* Text block
>>
This post originally appeared on ChinaFAQs.

IMG_8143-1024x682As part of its green diplomacy strategy and move to promote a positive image in Durban, China for the first time highlighted its own development aid in the context of South-South capacity building and financial assistance with least-developed countries (LDCs) and small-island states (SIDs).

On December 5, Xie Zhenhua, NDRC Vice Minister and head of the Chinese delegation in Durban, announced four major areas of investment through South-South collaboration, including:

  1. Adaptation: helping developing countries that are most vulnerable to extreme weather to develop weather forecasting, disaster prediction capacity, and improved early-warning capacities;
  2. Promotion of climate change adaptation technology, including sustainable agriculture assistance, and technology to help needy countries with drought resistance, water conservation, and biodiversity;
  3. Dissemination and donation of technology in energy conservation, water conservation, and renewable energy to small island states and least developed countries;
  4. Continuation of capacity building programs for developing countries that need it. In the next three years, China plans to continue to carry out a series of capacity building activities in climate change and train 1,000 officials in developing countries.
<<
Answer these about the post on China's climate aid at Durban:
1. On what date did Xie Zhenhua announce the four areas of investment?
2. With which two groups of countries did China place its development aid in the context of South-South assistance?
3. How many officials in developing countries does China plan to train, and over what period?
The items that come after the post are not needed.

* Given entries
>>
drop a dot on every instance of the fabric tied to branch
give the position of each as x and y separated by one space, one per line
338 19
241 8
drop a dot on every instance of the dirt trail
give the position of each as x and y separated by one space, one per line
<<
* Answer for this exercise
1. December 5.
2. Least-developed countries (LDCs) and small-island states (SIDs).
3. 1,000 officials, over the next three years.